══ READING PASSAGE ══

We spent a week with the Jabra Elite 5 and found out everything you need to know.
Editor’s note: this review was updated on September 28, 2022, to include results from our battery testing.
The Jabra Elite 5 is for anyone who needs a reliable pair of true wireless earbuds. The adequate noise canceling makes for a decent commute companion, and the stable fit and IP rating are nice for people in search of some workout buds.
What’s it like to use the Jabra Elite 5?
If you’ve used any of the Jabra wireless earbuds to come out in the last year or so (and there have been a lot), the Jabra Elite 5 will feel very familiar. The earbuds sport the same rounded shape and stemless design as the Jabra Elite 3 and Elite 4 Active, among other earbuds from the company.
The Elite 5 features the same sort of matte plastic construction as its many counterparts, rather than the rubberized texture of something like the recent Jabra Elite 7 Active. The curved earbuds nestle deep into your ear canals, and the array of ear tip sizes (small, medium, and large) makes getting a good seal and secure fit is easy. If you’re particularly sensitive about ear tips going very deep into your ears, it’s probably best to stick with the small size, but I find the medium is pretty comfortable.
The earbuds themselves are IP55 rated for dust and water protection, which means they aren’t quite waterproof, but plenty prepared to withstand getting caught out in the rain and covered in sweat at the gym. There aren’t any stabilizing fins or nubs on these earbuds, but the depth that they rest in your ears brings enough stability that even moderate head shaking during activity won’t knock them loose—running is totally fine.

═══
══ STORED DATA ══

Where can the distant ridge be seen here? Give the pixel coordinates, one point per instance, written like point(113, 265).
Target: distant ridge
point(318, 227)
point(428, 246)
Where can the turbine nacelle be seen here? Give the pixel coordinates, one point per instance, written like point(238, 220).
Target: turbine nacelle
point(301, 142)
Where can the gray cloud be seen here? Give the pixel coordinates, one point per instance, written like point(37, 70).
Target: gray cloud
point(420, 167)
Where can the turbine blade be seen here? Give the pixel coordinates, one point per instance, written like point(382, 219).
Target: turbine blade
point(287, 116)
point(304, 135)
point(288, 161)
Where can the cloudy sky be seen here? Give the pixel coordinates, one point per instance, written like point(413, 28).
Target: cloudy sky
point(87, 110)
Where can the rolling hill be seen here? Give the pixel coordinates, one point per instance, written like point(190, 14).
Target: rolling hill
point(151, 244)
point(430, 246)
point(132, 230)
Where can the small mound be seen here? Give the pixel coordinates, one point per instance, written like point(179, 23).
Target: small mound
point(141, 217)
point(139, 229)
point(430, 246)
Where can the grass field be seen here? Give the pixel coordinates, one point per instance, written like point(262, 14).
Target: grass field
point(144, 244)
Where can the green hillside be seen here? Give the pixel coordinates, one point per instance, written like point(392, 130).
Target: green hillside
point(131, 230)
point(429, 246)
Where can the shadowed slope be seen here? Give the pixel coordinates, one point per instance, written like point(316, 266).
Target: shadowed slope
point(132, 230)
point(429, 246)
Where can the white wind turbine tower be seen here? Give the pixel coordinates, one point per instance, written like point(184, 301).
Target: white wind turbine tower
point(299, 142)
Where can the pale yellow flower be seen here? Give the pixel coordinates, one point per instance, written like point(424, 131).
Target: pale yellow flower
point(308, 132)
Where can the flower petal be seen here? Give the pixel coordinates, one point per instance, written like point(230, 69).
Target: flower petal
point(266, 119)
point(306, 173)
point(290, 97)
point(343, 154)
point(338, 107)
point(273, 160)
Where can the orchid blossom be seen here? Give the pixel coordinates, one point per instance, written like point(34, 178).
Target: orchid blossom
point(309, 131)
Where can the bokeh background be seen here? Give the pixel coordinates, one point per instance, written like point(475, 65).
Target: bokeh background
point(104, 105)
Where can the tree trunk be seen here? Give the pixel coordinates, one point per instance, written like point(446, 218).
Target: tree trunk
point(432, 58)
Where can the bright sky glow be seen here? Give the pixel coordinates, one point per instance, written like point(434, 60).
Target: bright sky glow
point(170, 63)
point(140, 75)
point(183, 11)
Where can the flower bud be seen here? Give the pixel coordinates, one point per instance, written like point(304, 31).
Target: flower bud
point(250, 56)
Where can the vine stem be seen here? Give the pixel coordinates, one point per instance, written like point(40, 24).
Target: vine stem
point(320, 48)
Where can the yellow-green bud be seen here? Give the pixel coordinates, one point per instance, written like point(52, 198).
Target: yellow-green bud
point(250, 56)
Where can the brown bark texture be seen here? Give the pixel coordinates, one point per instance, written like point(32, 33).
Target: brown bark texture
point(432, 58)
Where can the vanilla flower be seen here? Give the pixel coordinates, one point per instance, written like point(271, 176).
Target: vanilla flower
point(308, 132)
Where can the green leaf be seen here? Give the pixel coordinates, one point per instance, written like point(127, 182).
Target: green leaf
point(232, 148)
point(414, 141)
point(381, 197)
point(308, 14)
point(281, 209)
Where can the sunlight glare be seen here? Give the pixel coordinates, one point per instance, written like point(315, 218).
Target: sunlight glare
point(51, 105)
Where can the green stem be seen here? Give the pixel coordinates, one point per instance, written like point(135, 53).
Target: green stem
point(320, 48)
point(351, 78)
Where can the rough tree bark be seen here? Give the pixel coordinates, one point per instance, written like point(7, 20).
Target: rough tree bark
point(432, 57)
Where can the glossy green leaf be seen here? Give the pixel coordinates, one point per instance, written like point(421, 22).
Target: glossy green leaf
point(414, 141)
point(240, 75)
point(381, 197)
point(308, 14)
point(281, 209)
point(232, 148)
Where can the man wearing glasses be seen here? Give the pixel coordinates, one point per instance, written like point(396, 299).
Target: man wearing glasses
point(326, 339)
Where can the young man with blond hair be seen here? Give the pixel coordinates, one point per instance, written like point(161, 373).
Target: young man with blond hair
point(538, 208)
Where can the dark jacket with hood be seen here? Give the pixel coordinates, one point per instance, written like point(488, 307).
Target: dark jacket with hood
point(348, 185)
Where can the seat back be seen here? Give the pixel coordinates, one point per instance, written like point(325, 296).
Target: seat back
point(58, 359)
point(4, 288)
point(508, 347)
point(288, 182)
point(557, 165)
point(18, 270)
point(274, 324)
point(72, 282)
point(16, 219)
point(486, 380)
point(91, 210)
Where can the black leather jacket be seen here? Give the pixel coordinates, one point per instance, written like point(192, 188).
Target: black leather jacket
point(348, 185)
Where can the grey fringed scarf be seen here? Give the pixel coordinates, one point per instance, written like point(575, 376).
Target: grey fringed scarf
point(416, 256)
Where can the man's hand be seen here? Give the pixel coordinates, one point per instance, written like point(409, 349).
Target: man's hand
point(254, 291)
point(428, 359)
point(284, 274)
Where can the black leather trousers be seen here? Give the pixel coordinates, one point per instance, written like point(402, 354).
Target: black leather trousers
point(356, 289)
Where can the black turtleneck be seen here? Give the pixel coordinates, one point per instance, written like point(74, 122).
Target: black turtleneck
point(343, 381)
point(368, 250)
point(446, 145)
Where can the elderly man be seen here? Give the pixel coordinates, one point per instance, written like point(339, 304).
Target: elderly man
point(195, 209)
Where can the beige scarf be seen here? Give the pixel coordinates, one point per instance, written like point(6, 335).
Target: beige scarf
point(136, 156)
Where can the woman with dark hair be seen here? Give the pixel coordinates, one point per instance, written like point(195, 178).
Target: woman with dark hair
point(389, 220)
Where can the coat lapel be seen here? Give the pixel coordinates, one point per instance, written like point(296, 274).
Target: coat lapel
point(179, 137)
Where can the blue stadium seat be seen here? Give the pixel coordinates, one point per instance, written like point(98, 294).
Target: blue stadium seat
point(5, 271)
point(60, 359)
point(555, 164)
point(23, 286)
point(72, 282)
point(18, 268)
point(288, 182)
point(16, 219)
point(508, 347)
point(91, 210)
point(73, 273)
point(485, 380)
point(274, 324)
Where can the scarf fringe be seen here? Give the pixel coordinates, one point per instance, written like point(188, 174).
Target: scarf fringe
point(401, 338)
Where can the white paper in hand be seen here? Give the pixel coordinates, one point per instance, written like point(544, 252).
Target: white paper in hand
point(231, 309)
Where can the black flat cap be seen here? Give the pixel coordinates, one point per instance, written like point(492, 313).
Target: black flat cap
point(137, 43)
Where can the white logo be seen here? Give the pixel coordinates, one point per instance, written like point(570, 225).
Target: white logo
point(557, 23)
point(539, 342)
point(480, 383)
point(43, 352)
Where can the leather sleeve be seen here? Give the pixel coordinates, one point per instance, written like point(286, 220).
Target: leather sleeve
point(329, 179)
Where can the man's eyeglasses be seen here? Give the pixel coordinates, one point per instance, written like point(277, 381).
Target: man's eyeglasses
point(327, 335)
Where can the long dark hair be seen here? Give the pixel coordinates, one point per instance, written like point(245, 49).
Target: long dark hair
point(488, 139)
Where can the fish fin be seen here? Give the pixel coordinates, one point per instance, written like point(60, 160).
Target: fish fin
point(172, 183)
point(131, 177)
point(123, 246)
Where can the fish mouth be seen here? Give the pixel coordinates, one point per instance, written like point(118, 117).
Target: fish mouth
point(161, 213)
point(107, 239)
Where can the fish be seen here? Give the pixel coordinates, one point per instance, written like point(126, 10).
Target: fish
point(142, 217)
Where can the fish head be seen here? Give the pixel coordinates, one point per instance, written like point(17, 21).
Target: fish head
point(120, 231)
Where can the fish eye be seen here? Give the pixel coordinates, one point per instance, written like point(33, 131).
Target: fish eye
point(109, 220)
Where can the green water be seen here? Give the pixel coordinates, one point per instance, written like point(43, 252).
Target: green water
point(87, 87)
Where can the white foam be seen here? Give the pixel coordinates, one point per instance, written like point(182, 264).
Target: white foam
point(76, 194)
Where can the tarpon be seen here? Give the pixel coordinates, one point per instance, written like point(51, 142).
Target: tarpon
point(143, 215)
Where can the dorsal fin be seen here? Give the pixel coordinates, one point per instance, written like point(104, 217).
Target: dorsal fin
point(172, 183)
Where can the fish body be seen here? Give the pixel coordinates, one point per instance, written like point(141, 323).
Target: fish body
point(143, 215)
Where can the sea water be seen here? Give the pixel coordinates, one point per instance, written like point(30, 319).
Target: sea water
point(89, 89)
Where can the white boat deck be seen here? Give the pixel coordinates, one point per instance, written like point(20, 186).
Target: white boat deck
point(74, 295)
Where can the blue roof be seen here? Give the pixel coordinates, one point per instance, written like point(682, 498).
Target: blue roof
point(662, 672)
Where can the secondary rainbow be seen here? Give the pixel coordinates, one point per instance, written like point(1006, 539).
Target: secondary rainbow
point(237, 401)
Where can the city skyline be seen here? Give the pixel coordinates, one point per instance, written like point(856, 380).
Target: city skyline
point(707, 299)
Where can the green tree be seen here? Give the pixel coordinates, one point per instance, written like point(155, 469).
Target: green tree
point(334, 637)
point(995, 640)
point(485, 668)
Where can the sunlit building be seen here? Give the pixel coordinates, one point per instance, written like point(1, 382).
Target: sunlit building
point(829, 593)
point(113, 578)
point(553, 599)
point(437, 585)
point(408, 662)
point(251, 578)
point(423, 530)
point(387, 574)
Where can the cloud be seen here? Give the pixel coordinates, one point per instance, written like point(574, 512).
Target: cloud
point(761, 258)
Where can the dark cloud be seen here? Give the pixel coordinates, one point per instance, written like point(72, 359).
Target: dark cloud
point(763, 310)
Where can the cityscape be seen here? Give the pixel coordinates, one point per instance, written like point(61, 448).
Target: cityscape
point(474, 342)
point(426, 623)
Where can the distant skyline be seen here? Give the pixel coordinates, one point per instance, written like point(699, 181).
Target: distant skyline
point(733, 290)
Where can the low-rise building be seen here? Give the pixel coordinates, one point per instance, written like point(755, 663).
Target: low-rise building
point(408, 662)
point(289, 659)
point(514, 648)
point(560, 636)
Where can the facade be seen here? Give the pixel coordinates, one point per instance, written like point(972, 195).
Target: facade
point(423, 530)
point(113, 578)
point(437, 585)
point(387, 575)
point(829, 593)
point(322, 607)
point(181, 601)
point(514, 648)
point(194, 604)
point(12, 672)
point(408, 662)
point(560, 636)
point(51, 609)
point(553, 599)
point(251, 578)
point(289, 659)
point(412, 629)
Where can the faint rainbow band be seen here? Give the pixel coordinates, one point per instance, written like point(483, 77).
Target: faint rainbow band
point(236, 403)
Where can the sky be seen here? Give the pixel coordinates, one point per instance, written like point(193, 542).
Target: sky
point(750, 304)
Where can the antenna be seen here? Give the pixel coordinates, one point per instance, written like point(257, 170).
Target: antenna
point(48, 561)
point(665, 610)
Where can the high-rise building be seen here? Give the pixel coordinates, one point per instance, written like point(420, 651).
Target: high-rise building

═══

Pick up the Jabra Elite 5 review where it stops and continue it.

How do you control Jabra Elite 5?
Controlling the Jabra Elite 5 is very straightforward. Rather than use touch-sensitive side panels, the earbuds opt to make the glossy Jabra-branded sides large multifunction buttons. This makes finding the controls very easy while you’ve got the buds in your ears, though it does limit your options somewhat.
|ONE PRESS||TWO PRESSES||THREE PRESSES||PRESS AND HOLD|
|THREE PRESSES||PRESS AND HOLD|
|PRESS AND HOLD|
Should you use Jabra Sound+ with the Jabra Elite 5?
Jabra Sound+ (iOS/Android) is the company’s companion app for all its wireless audio products, and while it’s by no means breaking new ground, it works pretty reliably. Connecting to the app can feel a little finicky the first time you pair the Jabra Elite 5 to your phone of choice, but once that’s all squared away it’s a trusty companion.
The app brings options for adjusting EQ through presets or a limited five-band equalizer, customizing controls, and the ability to toggle between active noise canceling, HearThrough (a transparency mode), and having neither of those on. The control customization options are pretty limited—almost everything you can do is already available with either a single, double, or triple press of the left or right button, but you can at least mix and match a little bit if you like. Unfortunately, there’s no way to control volume with the earbuds, so you’ll have to pull your phone out to adjust that.
However, the control customization and EQ aren’t the full extent of the personalization features. A few menus deep, there’s an option for tailoring the earbuds’ ANC performance to your liking. The process involves adjusting the ANC level, and the ANC balance between your left and right earbuds to account for differences or sound leaking—a lot of is just as easily sorted by making sure you’ve got a decent fit, but it’s nice to have a software feature to shore things up further.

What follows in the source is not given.